THE TASK: Select all lines holding the word "green" from the entries that follow.

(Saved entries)
* * * * *

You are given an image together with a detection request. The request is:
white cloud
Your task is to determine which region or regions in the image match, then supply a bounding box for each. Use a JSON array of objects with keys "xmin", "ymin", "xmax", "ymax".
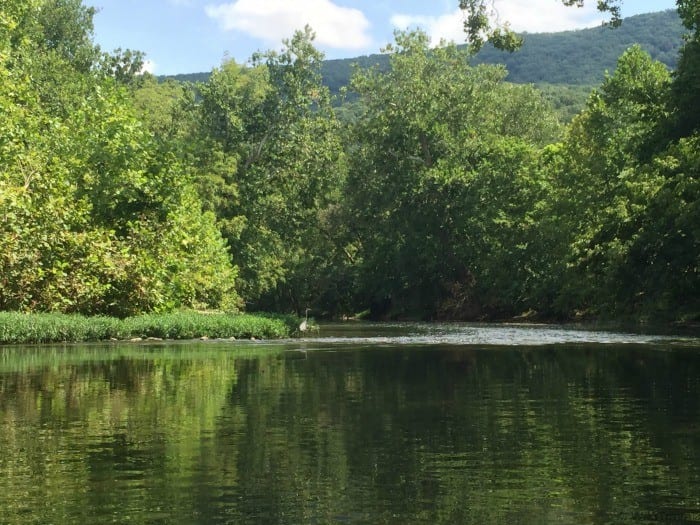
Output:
[
  {"xmin": 140, "ymin": 59, "xmax": 156, "ymax": 74},
  {"xmin": 390, "ymin": 11, "xmax": 465, "ymax": 47},
  {"xmin": 391, "ymin": 0, "xmax": 605, "ymax": 47},
  {"xmin": 205, "ymin": 0, "xmax": 372, "ymax": 50}
]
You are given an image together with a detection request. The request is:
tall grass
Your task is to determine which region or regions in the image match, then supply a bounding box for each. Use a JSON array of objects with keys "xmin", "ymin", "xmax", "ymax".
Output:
[
  {"xmin": 0, "ymin": 311, "xmax": 298, "ymax": 345},
  {"xmin": 123, "ymin": 312, "xmax": 297, "ymax": 340}
]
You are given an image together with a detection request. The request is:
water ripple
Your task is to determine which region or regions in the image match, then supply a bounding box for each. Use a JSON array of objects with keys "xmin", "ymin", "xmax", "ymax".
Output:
[{"xmin": 292, "ymin": 323, "xmax": 696, "ymax": 347}]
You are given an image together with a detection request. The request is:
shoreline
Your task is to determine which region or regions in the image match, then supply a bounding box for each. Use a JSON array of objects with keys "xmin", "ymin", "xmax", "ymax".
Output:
[{"xmin": 0, "ymin": 311, "xmax": 300, "ymax": 346}]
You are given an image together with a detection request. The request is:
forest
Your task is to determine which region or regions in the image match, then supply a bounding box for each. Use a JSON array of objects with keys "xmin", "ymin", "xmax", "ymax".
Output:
[
  {"xmin": 168, "ymin": 10, "xmax": 684, "ymax": 92},
  {"xmin": 1, "ymin": 0, "xmax": 698, "ymax": 324},
  {"xmin": 167, "ymin": 10, "xmax": 685, "ymax": 122}
]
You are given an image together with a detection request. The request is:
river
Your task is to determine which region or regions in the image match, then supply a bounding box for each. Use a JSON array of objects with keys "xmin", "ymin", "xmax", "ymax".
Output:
[{"xmin": 1, "ymin": 322, "xmax": 699, "ymax": 524}]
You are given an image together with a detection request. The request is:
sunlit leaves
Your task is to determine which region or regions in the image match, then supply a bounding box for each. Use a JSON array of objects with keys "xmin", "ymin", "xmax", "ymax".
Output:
[
  {"xmin": 541, "ymin": 44, "xmax": 699, "ymax": 319},
  {"xmin": 194, "ymin": 27, "xmax": 345, "ymax": 310},
  {"xmin": 345, "ymin": 31, "xmax": 560, "ymax": 318},
  {"xmin": 0, "ymin": 0, "xmax": 240, "ymax": 315}
]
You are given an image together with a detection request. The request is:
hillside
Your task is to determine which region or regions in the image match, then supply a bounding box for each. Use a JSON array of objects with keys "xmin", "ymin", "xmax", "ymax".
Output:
[
  {"xmin": 472, "ymin": 9, "xmax": 683, "ymax": 84},
  {"xmin": 163, "ymin": 10, "xmax": 684, "ymax": 93},
  {"xmin": 319, "ymin": 10, "xmax": 683, "ymax": 92}
]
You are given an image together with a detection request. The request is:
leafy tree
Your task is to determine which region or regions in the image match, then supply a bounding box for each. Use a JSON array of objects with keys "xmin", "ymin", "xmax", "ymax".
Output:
[
  {"xmin": 541, "ymin": 47, "xmax": 675, "ymax": 317},
  {"xmin": 28, "ymin": 0, "xmax": 100, "ymax": 71},
  {"xmin": 343, "ymin": 31, "xmax": 559, "ymax": 319},
  {"xmin": 193, "ymin": 27, "xmax": 345, "ymax": 312},
  {"xmin": 521, "ymin": 0, "xmax": 700, "ymax": 322},
  {"xmin": 670, "ymin": 0, "xmax": 700, "ymax": 137},
  {"xmin": 132, "ymin": 74, "xmax": 194, "ymax": 140},
  {"xmin": 98, "ymin": 47, "xmax": 146, "ymax": 86},
  {"xmin": 0, "ymin": 0, "xmax": 239, "ymax": 315}
]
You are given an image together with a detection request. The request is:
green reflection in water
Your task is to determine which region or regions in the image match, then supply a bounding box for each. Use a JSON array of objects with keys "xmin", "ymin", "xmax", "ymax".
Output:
[{"xmin": 1, "ymin": 342, "xmax": 700, "ymax": 524}]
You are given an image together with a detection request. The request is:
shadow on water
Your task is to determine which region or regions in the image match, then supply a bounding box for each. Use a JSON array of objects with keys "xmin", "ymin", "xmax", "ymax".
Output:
[{"xmin": 1, "ymin": 323, "xmax": 700, "ymax": 524}]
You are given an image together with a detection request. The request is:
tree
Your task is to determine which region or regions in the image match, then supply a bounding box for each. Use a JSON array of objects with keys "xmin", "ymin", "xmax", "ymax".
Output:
[
  {"xmin": 541, "ymin": 47, "xmax": 675, "ymax": 317},
  {"xmin": 131, "ymin": 74, "xmax": 194, "ymax": 140},
  {"xmin": 99, "ymin": 47, "xmax": 146, "ymax": 86},
  {"xmin": 459, "ymin": 0, "xmax": 623, "ymax": 52},
  {"xmin": 28, "ymin": 0, "xmax": 100, "ymax": 71},
  {"xmin": 343, "ymin": 31, "xmax": 559, "ymax": 319},
  {"xmin": 0, "ymin": 0, "xmax": 240, "ymax": 315},
  {"xmin": 670, "ymin": 0, "xmax": 700, "ymax": 137},
  {"xmin": 192, "ymin": 27, "xmax": 345, "ymax": 312}
]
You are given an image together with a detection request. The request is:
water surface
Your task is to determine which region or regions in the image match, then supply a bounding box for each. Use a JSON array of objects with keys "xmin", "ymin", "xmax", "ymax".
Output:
[{"xmin": 1, "ymin": 323, "xmax": 699, "ymax": 524}]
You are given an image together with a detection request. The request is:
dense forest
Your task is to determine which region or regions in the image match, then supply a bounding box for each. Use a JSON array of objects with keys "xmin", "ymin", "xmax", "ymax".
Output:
[
  {"xmin": 1, "ymin": 0, "xmax": 698, "ymax": 324},
  {"xmin": 163, "ymin": 10, "xmax": 684, "ymax": 123}
]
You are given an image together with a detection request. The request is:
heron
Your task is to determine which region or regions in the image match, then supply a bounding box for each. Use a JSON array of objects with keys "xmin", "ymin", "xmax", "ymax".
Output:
[{"xmin": 299, "ymin": 308, "xmax": 311, "ymax": 332}]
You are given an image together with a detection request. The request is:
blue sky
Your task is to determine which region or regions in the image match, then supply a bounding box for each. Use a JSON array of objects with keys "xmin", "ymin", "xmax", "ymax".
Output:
[{"xmin": 85, "ymin": 0, "xmax": 678, "ymax": 75}]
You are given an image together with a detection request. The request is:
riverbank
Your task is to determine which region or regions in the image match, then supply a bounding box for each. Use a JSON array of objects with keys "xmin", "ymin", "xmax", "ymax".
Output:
[{"xmin": 0, "ymin": 311, "xmax": 300, "ymax": 345}]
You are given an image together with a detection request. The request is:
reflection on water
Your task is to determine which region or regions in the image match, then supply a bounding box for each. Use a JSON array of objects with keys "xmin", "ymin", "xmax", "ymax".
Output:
[{"xmin": 1, "ymin": 325, "xmax": 700, "ymax": 524}]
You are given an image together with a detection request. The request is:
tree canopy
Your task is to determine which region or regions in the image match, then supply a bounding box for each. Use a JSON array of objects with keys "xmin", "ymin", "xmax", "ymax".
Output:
[
  {"xmin": 1, "ymin": 0, "xmax": 698, "ymax": 323},
  {"xmin": 0, "ymin": 0, "xmax": 239, "ymax": 315}
]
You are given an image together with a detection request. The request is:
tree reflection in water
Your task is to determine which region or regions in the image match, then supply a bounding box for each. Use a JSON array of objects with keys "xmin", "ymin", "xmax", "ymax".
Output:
[{"xmin": 0, "ymin": 338, "xmax": 699, "ymax": 524}]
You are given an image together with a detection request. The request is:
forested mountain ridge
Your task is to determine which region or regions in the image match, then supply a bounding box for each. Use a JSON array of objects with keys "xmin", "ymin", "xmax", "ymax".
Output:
[
  {"xmin": 164, "ymin": 10, "xmax": 684, "ymax": 90},
  {"xmin": 473, "ymin": 9, "xmax": 683, "ymax": 84}
]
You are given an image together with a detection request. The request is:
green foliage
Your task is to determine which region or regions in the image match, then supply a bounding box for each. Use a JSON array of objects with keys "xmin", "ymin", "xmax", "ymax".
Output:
[
  {"xmin": 159, "ymin": 12, "xmax": 683, "ymax": 100},
  {"xmin": 678, "ymin": 0, "xmax": 700, "ymax": 31},
  {"xmin": 539, "ymin": 46, "xmax": 695, "ymax": 319},
  {"xmin": 0, "ymin": 312, "xmax": 126, "ymax": 344},
  {"xmin": 0, "ymin": 0, "xmax": 240, "ymax": 316},
  {"xmin": 670, "ymin": 5, "xmax": 700, "ymax": 137},
  {"xmin": 0, "ymin": 311, "xmax": 296, "ymax": 344},
  {"xmin": 131, "ymin": 74, "xmax": 194, "ymax": 139},
  {"xmin": 535, "ymin": 83, "xmax": 594, "ymax": 122},
  {"xmin": 122, "ymin": 311, "xmax": 296, "ymax": 340},
  {"xmin": 471, "ymin": 10, "xmax": 683, "ymax": 86},
  {"xmin": 343, "ymin": 32, "xmax": 560, "ymax": 318},
  {"xmin": 459, "ymin": 0, "xmax": 623, "ymax": 52},
  {"xmin": 2, "ymin": 0, "xmax": 698, "ymax": 324},
  {"xmin": 619, "ymin": 135, "xmax": 700, "ymax": 322},
  {"xmin": 192, "ymin": 26, "xmax": 345, "ymax": 311},
  {"xmin": 27, "ymin": 0, "xmax": 100, "ymax": 72},
  {"xmin": 98, "ymin": 47, "xmax": 146, "ymax": 86}
]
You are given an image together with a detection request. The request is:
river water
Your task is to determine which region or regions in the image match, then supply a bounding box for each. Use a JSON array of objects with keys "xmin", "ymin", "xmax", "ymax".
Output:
[{"xmin": 1, "ymin": 322, "xmax": 699, "ymax": 524}]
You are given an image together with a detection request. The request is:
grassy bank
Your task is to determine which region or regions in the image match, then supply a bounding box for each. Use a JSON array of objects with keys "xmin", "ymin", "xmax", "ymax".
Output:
[{"xmin": 0, "ymin": 311, "xmax": 299, "ymax": 345}]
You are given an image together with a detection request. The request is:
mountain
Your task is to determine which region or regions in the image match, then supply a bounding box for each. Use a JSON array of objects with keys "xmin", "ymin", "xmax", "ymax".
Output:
[
  {"xmin": 471, "ymin": 9, "xmax": 683, "ymax": 84},
  {"xmin": 163, "ymin": 10, "xmax": 684, "ymax": 91}
]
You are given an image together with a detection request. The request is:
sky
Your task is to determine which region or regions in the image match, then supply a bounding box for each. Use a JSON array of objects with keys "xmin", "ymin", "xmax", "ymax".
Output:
[{"xmin": 85, "ymin": 0, "xmax": 678, "ymax": 75}]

* * * * *

EXERCISE RESPONSE:
green reflection in water
green foliage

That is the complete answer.